Records excerpted from a collection

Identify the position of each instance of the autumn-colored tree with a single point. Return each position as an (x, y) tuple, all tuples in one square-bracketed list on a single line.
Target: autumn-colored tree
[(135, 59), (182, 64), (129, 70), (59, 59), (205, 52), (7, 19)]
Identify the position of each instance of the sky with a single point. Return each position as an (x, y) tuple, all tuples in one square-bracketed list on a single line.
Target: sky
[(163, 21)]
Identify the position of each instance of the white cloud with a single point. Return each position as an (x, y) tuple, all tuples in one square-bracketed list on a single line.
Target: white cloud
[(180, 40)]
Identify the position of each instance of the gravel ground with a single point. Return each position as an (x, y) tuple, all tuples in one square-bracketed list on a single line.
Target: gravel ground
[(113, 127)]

Task goal: Only the span from the line with "Identify the position of each instance of the gravel" through the final line of the records goes in the output, each line unchanged.

Response to the task:
Identify the position of each instance of the gravel ground with a single point. Return each position as an (x, y) tuple, all tuples in one square-bracketed list on a single line.
Target: gravel ground
[(113, 127)]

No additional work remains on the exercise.